(HealthyResearch.com) – How much rest do you get every night? If you get less than six hours, you could have something called short sleep syndrome. This shouldn’t be confused with other disorders like insomnia or sleep deprivation. Short sleepers generally don’t feel tired during the day, even though they’re sleeping very little. Let’s discuss this rare syndrome further.
What Is Short Sleep Syndrome?
Short sleep syndrome is a condition where people sleep very little yet still function normally during the day. Short sleepers typically only sleep 4-6 hours each night, but they wake feeling well-rested and alert.
A lot of us don’t get enough sleep. Some people are forced to sleep less than they want or need, for one reason or another. This is not the same thing as short sleep syndrome. This is just sleep deprivation, otherwise known as insufficient sleep syndrome.
True short sleepers are quite rare. This syndrome only affects 1% of the population. It is believed to be a genetic disorder.
Around 30% of Americans report regularly sleeping less than six hours. However, most of them are not short sleepers, clinically speaking. The difference is in how people feel when they’re awake. For most people, getting less than 7-9 hours of sleep a night will leave them feeling lousy the next day. But for short sleepers, there are no negative symptoms.
::::::::::
ASSIGNED TASK 1 — Transcribe the part of the short sleep syndrome article that begins with the words "A lot of us" and ends after the words "a genetic disorder.".
ASSIGNED TASK 2 — According to the short sleep syndrome article, what percentage of the population has the syndrome?
ASSIGNED TASK 3 — Continue the article on short sleep syndrome from the point where it stops.

SUPPLIED INFORMATION —
::::::::::
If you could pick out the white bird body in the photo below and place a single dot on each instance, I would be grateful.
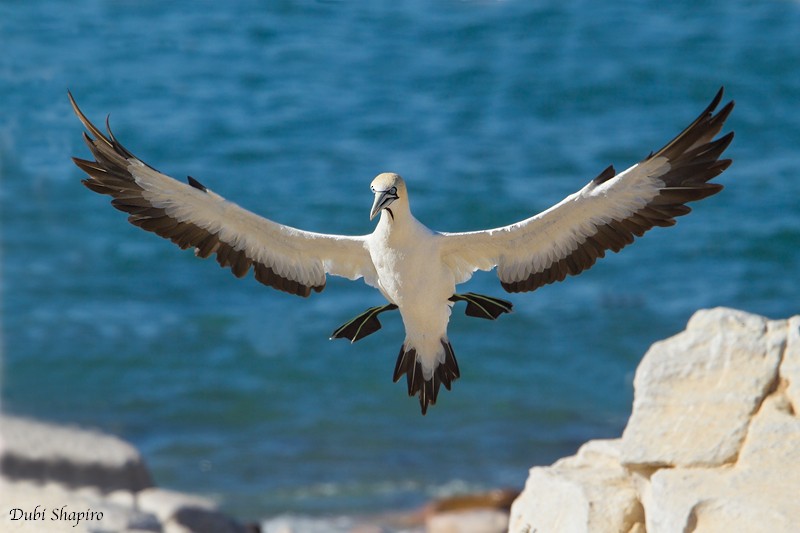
(417, 269)
(410, 274)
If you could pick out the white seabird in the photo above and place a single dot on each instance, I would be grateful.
(415, 268)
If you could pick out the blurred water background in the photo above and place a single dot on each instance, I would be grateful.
(492, 111)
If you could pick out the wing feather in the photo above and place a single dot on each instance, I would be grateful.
(192, 216)
(607, 214)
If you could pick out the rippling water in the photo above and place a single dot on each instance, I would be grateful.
::::::::::
YOUR RESPONSE 1 —
A lot of us don’t get enough sleep. Some people are forced to sleep less than they want or need, for one reason or another. This is not the same thing as short sleep syndrome. This is just sleep deprivation, otherwise known as insufficient sleep syndrome.
True short sleepers are quite rare. This syndrome only affects 1% of the population. It is believed to be a genetic disorder.

YOUR RESPONSE 2 — 1% of the population.

YOUR RESPONSE 3 —
The number of hours of rest we get every night is not the only important factor; the quality of sleep also matters. People who don’t spend enough time in deep sleep tend to feel like they’re not well-rested, even after they sleep for eight hours.
Doctors say short sleep syndrome is very different from insomnia. People with insomnia generally suffer from higher levels of anxiety, and they typically report dissatisfaction with their short sleep and feelings of non-restoration and fatigue.
The main symptom of short sleep syndrome is feeling fully functional after consistently sleeping for less than six hours every night. There are no other real symptoms. However, researchers have found some common traits among short sleepers.
Short sleepers are often characterized by impulsivity, hypomania, and high reward drive. Many of them engage in stimulating activities during the day, which helps them to override the feeling of sleepiness.
Researchers have also found that some short sleepers have increased connectivity between the hippocampus (responsible for memory) and the cortexes (responsible for processing sensory information). Some scientists believe that short sleepers can do memory consolidation while they’re awake. Non-short sleepers can’t do that. Normally it’s done during sleep. Further study is needed to test this theory.
Because short sleepers function well during the daytime and aren’t impaired by the lack of sleep, treatment is not required, according to the National Sleep Foundation. The syndrome is considered a sleep disorder, but doctors say it isn’t treatable.
Are There Long-Term Health Effects?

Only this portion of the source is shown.